▸ **SHORT PROBLEM**
Extract each line of the data below that includes the string "window".

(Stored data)
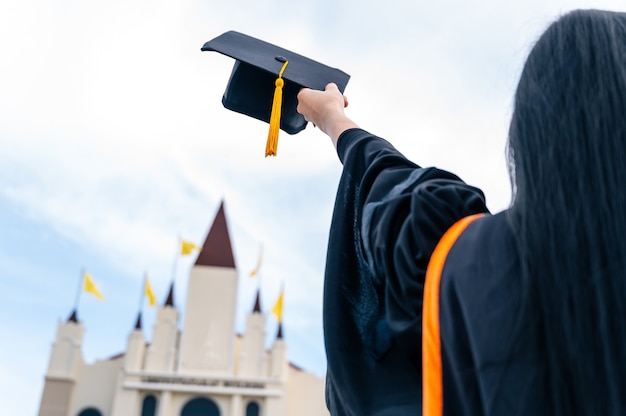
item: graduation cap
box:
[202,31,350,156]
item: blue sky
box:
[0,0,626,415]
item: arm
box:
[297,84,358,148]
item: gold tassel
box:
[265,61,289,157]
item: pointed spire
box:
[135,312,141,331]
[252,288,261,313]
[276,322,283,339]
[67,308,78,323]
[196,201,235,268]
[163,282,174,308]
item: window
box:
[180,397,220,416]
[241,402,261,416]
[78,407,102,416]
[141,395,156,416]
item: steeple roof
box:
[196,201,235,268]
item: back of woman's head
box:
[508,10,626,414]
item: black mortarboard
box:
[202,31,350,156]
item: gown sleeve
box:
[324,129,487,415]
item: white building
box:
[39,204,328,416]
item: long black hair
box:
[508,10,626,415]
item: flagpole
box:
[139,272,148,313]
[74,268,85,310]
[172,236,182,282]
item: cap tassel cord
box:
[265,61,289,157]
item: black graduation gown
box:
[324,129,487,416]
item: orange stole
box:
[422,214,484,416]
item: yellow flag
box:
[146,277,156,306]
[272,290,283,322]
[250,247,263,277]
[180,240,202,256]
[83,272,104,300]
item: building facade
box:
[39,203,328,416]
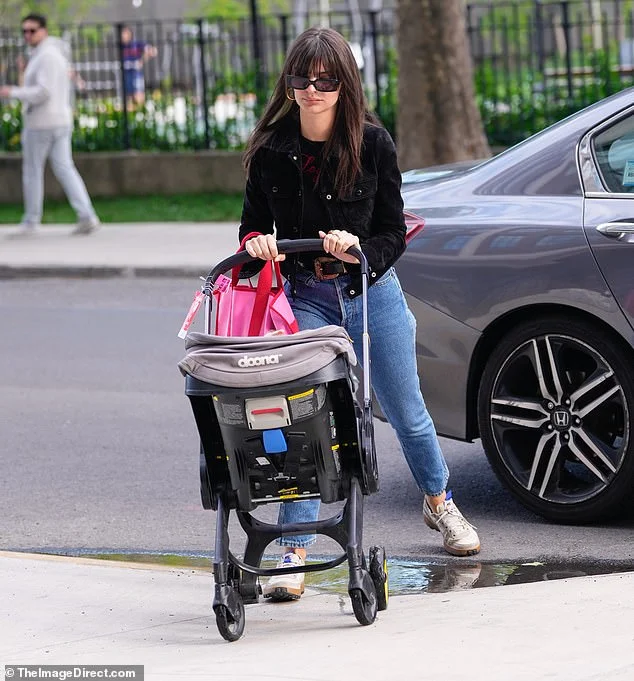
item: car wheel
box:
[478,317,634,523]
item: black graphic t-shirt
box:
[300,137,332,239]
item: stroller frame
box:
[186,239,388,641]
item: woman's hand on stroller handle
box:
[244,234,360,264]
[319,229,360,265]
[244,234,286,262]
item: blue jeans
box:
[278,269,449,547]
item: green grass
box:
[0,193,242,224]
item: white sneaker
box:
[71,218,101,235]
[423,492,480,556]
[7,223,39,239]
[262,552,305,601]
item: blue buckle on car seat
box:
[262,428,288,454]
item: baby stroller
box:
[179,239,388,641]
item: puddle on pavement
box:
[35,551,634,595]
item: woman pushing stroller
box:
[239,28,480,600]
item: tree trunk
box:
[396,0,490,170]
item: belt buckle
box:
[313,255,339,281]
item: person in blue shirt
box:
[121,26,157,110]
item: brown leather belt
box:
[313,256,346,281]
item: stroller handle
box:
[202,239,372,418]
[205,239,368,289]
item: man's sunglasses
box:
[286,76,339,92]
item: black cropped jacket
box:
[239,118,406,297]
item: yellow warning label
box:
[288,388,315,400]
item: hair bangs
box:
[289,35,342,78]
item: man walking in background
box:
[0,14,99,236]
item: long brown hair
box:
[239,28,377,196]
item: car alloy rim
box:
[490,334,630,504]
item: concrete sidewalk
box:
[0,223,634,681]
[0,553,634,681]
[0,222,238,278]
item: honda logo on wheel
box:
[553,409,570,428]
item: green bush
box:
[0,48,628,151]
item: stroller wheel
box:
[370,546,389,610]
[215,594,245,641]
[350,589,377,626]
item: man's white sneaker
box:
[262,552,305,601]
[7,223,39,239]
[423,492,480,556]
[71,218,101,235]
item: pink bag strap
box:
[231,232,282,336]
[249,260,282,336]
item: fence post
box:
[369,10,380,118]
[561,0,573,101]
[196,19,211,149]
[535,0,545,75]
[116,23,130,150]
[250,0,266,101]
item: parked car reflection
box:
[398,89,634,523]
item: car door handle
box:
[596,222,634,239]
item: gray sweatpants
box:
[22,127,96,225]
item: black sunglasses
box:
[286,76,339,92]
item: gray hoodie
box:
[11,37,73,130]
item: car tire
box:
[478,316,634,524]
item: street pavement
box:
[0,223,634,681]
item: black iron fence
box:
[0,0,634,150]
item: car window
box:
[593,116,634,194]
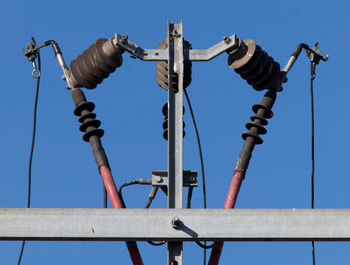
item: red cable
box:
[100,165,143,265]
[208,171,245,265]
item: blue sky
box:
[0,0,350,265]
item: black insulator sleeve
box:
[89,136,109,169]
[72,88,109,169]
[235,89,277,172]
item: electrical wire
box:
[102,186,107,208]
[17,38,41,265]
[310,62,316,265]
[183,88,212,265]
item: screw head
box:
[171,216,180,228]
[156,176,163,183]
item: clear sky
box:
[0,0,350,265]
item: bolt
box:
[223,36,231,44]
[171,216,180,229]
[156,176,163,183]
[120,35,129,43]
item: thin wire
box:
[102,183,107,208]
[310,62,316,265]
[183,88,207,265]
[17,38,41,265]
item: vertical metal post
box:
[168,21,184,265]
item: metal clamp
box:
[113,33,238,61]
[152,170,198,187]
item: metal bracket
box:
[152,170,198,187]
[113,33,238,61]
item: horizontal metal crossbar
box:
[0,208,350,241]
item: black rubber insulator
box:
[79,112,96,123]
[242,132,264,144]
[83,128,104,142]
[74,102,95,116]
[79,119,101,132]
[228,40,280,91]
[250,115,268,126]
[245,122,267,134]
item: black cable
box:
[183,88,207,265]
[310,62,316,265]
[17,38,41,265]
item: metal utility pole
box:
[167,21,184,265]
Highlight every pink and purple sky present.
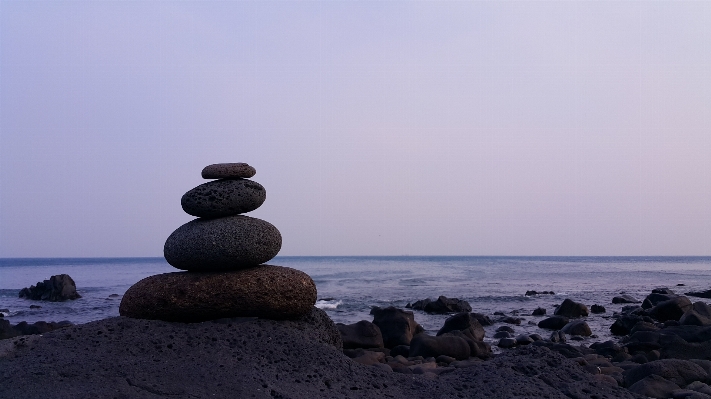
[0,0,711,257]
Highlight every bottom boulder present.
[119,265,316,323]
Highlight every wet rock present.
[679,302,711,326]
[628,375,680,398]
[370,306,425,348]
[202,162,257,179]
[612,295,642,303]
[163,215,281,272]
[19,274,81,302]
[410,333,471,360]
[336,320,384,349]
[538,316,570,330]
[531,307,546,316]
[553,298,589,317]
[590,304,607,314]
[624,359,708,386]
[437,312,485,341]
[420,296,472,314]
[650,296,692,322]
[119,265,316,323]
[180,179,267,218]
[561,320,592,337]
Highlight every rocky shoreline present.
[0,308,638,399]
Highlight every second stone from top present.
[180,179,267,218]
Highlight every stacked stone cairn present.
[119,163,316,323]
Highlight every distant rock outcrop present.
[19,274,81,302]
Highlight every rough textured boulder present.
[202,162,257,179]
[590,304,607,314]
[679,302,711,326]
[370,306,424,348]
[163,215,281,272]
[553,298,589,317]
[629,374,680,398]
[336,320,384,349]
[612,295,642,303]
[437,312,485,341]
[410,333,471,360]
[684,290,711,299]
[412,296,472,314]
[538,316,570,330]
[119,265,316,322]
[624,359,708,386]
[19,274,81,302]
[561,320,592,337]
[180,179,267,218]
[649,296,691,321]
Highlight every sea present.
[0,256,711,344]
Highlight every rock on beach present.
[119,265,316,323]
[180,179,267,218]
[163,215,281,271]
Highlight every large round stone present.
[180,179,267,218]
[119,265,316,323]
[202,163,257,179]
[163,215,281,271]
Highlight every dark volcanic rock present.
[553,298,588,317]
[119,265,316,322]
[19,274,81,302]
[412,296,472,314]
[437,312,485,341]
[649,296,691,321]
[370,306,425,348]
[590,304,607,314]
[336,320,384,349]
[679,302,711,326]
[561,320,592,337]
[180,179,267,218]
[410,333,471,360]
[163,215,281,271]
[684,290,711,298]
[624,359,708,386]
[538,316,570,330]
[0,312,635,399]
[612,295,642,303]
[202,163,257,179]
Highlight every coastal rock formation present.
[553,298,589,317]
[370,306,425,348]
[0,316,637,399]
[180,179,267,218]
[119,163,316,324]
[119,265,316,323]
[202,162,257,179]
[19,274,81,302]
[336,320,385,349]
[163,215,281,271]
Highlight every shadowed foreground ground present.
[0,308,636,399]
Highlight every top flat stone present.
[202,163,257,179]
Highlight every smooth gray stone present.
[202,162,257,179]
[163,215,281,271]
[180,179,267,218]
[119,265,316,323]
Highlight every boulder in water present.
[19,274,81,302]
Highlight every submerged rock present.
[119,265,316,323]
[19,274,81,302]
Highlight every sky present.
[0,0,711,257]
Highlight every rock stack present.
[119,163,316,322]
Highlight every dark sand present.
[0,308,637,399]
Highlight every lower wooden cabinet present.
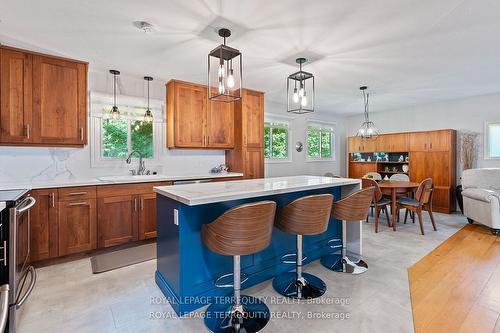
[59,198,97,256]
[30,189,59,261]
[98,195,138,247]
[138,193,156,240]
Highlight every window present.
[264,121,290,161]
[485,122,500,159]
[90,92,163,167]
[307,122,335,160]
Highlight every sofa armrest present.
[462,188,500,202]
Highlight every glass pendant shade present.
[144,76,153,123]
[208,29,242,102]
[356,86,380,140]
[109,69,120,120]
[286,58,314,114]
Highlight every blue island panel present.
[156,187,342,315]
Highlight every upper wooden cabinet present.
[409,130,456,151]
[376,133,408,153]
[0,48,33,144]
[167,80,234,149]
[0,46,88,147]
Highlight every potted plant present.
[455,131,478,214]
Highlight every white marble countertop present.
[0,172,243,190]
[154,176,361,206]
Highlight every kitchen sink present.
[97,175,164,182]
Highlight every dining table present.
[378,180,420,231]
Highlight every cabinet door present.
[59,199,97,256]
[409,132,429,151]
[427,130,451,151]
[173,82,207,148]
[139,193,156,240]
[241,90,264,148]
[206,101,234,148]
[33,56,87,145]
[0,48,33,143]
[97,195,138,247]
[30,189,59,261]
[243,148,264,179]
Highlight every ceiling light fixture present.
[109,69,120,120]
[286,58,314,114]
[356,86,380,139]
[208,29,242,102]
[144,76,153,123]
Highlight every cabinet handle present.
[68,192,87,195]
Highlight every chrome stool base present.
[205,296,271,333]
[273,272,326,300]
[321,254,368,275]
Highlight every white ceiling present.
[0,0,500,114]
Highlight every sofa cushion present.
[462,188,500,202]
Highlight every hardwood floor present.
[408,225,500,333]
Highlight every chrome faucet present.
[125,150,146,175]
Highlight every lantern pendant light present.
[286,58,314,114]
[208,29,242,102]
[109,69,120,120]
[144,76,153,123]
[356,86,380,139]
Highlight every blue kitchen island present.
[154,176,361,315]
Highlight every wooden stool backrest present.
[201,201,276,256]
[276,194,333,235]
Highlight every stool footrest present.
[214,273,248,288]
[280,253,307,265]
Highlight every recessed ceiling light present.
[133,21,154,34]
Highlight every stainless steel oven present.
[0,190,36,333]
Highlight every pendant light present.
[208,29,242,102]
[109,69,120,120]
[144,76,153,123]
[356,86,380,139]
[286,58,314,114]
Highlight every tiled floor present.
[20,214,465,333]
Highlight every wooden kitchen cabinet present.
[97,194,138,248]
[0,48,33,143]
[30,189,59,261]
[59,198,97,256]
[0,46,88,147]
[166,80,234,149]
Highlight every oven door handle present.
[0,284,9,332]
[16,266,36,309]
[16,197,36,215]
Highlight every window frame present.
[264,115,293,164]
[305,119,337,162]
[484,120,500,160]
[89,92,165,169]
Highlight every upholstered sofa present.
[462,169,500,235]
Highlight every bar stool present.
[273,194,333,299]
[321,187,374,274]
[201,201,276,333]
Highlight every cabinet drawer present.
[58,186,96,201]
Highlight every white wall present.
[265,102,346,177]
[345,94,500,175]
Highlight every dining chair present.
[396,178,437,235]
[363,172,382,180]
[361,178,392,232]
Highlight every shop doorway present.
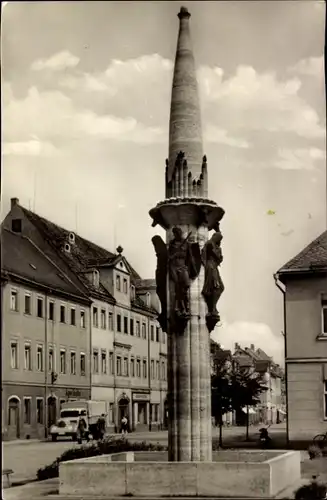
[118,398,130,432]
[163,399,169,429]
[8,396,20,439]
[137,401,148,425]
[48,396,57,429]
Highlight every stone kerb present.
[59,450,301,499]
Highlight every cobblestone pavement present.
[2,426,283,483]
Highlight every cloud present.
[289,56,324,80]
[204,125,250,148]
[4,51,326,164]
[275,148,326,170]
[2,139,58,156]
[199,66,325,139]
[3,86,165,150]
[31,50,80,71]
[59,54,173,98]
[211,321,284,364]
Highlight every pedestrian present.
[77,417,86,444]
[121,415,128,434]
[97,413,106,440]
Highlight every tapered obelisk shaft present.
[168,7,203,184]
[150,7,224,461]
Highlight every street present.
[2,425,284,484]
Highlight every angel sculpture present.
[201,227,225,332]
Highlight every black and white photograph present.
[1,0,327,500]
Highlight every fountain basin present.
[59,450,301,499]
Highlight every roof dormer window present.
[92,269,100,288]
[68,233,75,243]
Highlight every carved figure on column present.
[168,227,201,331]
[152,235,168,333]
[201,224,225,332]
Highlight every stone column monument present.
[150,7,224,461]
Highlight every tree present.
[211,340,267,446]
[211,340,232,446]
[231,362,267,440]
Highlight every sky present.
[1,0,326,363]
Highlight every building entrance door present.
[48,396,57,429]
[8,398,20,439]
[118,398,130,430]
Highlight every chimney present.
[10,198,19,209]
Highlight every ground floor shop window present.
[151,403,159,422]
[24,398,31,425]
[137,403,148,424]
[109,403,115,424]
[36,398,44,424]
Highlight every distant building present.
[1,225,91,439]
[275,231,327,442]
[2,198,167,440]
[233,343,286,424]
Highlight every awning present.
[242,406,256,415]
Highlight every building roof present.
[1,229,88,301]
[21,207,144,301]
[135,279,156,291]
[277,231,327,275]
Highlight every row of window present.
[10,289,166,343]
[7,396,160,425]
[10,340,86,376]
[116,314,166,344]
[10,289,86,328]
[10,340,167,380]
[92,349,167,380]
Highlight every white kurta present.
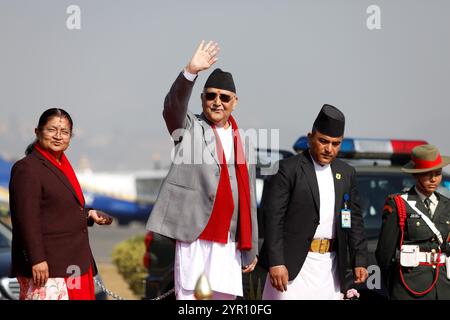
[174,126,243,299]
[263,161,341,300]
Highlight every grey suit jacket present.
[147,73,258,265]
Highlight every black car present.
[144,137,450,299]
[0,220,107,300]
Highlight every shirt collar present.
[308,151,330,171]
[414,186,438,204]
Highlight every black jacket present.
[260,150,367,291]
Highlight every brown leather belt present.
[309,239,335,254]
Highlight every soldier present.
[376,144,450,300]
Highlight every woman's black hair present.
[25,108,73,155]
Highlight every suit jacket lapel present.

▸ **FINAL RESULT**
item: window
item: car window
Highlight every window present.
Highlight every window frame present.
Highlight every roof dormer window present.
Highlight every ground floor shop window present.
Highlight every row of window present.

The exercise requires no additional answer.